Maloney lauds Vulnerable Veterans Housing Reform Act

May 18, 2015
Press Release

WASHINGTON—Congresswoman Carolyn B. Maloney (D-NY) today praised legislation to reduce homelessness among veterans. The Vulnerable Veterans Housing Reform Act excludes payments that disabled veterans receive for in-home aid and attendance from being considered as income when determining eligibility for HUD housing assistance. Under current law, in-home aid and attendance payments were wrongly counted as “disposable income,” making it difficult for severely disabled veterans to qualify for federal housing assistance.

“The Vulnerable Veterans Housing Reform Act will bring a measure of fairness to our government’s treatment of severely disabled veterans,” said Maloney. “Veterans who returned home with terrible injuries shouldn’t have to choose between in-home support to help manage a disability and housing assistance. This legislation addresses a terrible injustice in our current law and will reduce homelessness among the veteran population.”
========
List of tasks
A – In the press release about the veterans housing act, what does the legislation exclude from being counted as income?
B – Please continue the press release about the veterans housing act from the point where it stops.
========
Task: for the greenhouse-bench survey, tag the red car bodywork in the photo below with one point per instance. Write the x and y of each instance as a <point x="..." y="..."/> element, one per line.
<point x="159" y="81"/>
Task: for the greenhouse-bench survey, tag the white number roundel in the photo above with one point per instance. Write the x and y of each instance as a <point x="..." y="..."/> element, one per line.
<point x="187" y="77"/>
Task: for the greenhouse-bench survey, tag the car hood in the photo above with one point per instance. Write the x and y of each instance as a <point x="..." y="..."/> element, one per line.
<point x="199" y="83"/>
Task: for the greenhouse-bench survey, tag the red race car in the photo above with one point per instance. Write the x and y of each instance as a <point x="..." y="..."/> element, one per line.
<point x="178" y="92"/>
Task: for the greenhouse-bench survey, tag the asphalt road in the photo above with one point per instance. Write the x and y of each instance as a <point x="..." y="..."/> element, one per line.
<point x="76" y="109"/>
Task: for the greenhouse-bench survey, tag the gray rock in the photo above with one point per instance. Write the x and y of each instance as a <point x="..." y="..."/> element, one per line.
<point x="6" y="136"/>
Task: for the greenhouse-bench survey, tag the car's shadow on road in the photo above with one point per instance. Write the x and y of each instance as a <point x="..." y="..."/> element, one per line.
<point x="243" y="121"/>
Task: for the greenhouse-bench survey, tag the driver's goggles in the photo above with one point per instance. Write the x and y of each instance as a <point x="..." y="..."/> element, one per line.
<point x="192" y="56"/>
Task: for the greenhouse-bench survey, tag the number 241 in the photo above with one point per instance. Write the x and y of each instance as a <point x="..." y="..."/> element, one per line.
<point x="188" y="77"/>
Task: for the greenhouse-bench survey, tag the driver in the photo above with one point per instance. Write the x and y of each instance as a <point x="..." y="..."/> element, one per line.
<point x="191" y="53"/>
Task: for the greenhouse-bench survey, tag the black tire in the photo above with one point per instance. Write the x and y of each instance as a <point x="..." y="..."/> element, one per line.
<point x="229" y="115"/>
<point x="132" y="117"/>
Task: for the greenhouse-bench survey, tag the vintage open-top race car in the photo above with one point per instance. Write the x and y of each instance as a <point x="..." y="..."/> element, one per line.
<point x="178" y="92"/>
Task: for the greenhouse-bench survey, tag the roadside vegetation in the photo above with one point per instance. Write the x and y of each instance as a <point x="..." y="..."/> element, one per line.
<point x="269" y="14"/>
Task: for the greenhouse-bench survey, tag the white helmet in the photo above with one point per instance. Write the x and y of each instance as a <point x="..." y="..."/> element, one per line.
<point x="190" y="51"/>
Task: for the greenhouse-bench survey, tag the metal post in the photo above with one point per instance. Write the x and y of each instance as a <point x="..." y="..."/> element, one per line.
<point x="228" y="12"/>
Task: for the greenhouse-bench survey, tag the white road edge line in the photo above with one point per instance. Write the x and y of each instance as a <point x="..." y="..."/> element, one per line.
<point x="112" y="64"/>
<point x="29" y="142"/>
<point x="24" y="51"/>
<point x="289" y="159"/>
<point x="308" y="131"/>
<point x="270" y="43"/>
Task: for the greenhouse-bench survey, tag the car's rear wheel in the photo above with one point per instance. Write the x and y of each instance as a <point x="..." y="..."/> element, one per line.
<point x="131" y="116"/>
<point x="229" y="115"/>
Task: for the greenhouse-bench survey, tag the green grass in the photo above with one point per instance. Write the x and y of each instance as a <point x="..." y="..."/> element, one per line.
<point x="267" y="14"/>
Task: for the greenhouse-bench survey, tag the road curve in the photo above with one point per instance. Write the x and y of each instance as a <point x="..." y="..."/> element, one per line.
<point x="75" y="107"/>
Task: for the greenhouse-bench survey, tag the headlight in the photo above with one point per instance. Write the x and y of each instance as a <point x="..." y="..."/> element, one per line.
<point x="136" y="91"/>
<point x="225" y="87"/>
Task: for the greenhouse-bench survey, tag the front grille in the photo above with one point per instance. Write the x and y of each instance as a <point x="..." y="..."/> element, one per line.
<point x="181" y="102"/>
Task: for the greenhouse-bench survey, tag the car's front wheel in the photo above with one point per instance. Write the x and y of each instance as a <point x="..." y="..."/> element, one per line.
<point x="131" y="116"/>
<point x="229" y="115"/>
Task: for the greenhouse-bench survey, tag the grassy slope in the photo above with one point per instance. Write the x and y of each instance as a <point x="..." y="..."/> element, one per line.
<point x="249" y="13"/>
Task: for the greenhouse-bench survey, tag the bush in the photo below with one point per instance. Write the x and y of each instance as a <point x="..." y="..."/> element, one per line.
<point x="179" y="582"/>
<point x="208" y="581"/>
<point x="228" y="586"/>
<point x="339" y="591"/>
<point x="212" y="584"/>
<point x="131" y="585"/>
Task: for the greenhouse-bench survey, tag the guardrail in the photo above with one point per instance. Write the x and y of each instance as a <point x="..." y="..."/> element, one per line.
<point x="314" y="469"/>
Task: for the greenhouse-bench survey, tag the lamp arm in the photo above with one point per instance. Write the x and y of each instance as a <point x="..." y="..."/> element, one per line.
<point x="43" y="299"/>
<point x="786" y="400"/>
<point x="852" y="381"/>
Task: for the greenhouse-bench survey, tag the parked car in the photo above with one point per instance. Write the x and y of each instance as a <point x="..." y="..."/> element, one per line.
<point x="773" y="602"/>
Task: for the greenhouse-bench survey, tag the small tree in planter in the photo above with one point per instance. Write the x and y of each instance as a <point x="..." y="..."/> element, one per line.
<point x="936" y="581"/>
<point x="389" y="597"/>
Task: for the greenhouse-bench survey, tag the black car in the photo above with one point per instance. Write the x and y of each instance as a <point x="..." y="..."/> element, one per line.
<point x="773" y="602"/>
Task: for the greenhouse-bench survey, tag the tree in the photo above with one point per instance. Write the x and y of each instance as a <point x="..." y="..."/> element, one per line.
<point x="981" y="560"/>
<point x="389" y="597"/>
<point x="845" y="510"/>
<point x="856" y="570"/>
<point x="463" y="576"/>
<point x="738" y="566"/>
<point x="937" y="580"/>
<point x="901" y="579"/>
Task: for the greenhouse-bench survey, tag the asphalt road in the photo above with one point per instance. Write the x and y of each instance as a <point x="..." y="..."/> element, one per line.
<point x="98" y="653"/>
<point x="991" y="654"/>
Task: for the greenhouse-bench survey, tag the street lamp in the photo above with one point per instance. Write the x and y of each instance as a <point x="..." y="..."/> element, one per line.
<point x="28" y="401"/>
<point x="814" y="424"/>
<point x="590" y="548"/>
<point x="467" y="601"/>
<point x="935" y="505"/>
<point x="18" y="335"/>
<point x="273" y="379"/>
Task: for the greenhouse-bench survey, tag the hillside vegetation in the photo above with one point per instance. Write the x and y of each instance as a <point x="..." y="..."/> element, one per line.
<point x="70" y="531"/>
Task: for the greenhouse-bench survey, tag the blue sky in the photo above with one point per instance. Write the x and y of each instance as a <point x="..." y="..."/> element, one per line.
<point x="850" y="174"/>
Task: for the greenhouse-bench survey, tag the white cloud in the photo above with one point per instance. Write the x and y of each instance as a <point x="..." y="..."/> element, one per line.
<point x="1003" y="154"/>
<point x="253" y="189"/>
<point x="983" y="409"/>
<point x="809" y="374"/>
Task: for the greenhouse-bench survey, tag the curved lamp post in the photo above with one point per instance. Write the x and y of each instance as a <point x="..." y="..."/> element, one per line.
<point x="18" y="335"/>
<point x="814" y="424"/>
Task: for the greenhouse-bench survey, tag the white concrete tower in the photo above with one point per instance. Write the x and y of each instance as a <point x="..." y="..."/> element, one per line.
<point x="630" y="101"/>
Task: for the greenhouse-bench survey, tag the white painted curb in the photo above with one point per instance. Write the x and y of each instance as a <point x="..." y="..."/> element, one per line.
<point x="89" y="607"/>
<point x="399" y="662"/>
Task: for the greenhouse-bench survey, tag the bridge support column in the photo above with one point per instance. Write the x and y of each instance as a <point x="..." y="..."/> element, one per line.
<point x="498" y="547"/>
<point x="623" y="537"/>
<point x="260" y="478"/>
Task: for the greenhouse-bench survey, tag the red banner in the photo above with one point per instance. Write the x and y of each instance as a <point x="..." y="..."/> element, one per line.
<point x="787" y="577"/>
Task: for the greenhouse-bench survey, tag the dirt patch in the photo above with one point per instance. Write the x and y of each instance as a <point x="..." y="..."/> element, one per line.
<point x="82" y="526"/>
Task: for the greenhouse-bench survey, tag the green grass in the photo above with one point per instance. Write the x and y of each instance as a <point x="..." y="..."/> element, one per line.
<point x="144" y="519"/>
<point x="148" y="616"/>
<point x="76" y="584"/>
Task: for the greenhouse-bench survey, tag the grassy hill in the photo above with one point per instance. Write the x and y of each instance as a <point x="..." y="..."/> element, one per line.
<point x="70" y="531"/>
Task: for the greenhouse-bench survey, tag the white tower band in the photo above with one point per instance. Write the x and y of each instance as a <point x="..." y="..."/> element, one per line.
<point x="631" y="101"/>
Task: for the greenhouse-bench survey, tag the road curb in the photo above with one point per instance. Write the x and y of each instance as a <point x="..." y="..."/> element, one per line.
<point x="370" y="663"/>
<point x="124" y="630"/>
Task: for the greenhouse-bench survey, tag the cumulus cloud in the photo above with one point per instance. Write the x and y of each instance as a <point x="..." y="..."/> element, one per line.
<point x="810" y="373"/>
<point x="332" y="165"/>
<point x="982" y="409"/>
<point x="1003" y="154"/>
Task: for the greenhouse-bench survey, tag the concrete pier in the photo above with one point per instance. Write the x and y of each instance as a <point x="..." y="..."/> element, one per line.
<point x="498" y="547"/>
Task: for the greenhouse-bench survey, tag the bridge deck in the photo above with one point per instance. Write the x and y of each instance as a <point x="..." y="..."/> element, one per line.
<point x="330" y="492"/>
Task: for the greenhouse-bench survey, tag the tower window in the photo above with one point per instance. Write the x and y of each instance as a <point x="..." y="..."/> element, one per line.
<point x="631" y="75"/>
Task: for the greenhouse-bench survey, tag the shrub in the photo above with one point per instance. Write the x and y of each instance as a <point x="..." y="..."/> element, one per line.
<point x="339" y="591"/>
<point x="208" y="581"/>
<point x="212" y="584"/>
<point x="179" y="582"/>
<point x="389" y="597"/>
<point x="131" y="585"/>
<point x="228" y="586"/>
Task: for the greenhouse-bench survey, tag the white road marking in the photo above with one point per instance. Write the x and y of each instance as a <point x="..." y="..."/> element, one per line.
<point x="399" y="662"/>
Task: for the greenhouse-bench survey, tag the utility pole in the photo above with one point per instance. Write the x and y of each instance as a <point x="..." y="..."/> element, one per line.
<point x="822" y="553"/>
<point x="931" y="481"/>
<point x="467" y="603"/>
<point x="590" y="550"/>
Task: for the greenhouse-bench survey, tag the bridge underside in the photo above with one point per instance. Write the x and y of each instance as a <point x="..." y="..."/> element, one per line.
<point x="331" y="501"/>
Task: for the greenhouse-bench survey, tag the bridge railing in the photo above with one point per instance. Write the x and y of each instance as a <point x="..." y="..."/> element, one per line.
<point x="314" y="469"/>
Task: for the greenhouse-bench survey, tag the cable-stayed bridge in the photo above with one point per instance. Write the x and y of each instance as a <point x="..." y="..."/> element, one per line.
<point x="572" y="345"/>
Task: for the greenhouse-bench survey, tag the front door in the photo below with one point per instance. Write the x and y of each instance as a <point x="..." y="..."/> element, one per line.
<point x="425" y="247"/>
========
Answers for the exercise
A – Payments that disabled veterans receive for in-home aid and attendance, when determining eligibility for HUD housing assistance.

B –
The Vulnerable Veterans Housing Reform Act was introduced by Congressman Joe Heck (NV-03) and today passed the House of Representatives unanimously.

Background:

According to the VA, veterans eligible for the aid and attendance benefit are defined as those requiring the aid of another person in order to perform his or her activities of daily living, such as bathing, feeding, dressing, using the restroom, adjusting prosthetic devices, or protecting themselves from the hazards of their daily environment.

In order to receive aid and attendance benefits, severely disabled veterans must first establish their eligibility for a low income pension which requires an adjusted gross annual income of less than $12,256 for a single veteran with no dependents. Once eligibility is determined, that same veteran (single, no dependents) can receive $8,191 in aid and attendance benefits annually to supplement the cost of their medical care.

According to the VA, there are more than 60,000 homeless veterans living in the United States.